== ИСХОДНЫЙ ТЕКСТ ==
Когда мы сейчас изучаем искусство Ренессанса в Польше, то сразу вспоминаем башни Королевского замка на Вавеле в Кракове. В нынешних условиях Лига польских семей (радикальная правая католическая организация. — О.О.) должна бы выступить с протестом против такого «гнилого» западного искусства (смеется). Но в те времена это было авангардом человеческой мысли. Тогда же неподалеку от моего села князья Хоткевичи строили церковь в византийско-готическом стиле. Росписи этой церкви были выполнены на чрезвычайно высоком уровне, но она не принадлежит к тому авангарду, и потому в учебниках по польскому искусству не найдешь упоминая о ней. Именно Вавель на тот момент стал важным пунктом в развитии польского искусства. Так что я бы хотел донести до всех тех, кто употребляет как термин contemporary art: искусство или современно, или это не искусство.

Следует осознать, что существует различие между культурой и искусством: культурой является все то, что мы принимаем и можем описать, а искусством является то, что создает новые ценности и со временем может, но не должно быть принято культурой.

== ПРЕДОСТАВЛЕННЫЕ МАТЕРИАЛЫ ==

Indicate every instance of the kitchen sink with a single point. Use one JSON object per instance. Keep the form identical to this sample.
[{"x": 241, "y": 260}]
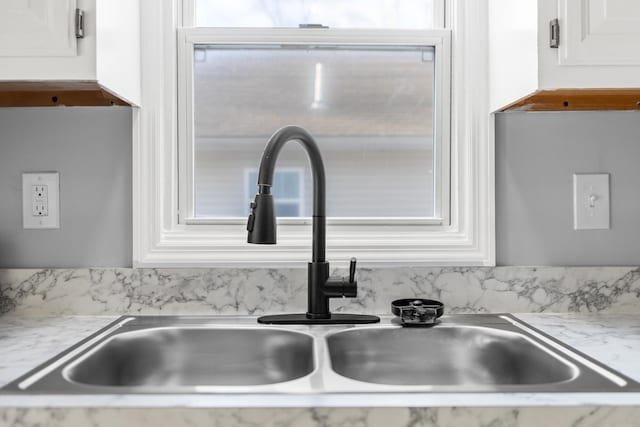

== ЧТО НУЖНО СДЕЛАТЬ ==
[a] Ответьте на вопросы по тексту об искусстве.
(i) Что сразу вспоминают, когда изучают искусство Ренессанса в Польше?
(ii) В каком стиле князья Хоткевичи строили церковь?
(iii) Что в тексте названо искусством в отличие от культуры?
[b] Переименуйте «Хоткевичи» в «Радзивиллы» и приведите заново отрывок текста об искусстве между «Когда мы сейчас» и «это не искусство.» включительно.

== ОТВЕТЫ К ЗАДАНИЯМ ==
[a]
(i) Башни Королевского замка на Вавеле в Кракове.
(ii) В византийско-готическом стиле.
(iii) То, что создает новые ценности и со временем может, но не должно быть принято культурой.

[b]
Когда мы сейчас изучаем искусство Ренессанса в Польше, то сразу вспоминаем башни Королевского замка на Вавеле в Кракове. В нынешних условиях Лига польских семей (радикальная правая католическая организация. — О.О.) должна бы выступить с протестом против такого «гнилого» западного искусства (смеется). Но в те времена это было авангардом человеческой мысли. Тогда же неподалеку от моего села князья Радзивиллы строили церковь в византийско-готическом стиле. Росписи этой церкви были выполнены на чрезвычайно высоком уровне, но она не принадлежит к тому авангарду, и потому в учебниках по польскому искусству не найдешь упоминая о ней. Именно Вавель на тот момент стал важным пунктом в развитии польского искусства. Так что я бы хотел донести до всех тех, кто употребляет как термин contemporary art: искусство или современно, или это не искусство.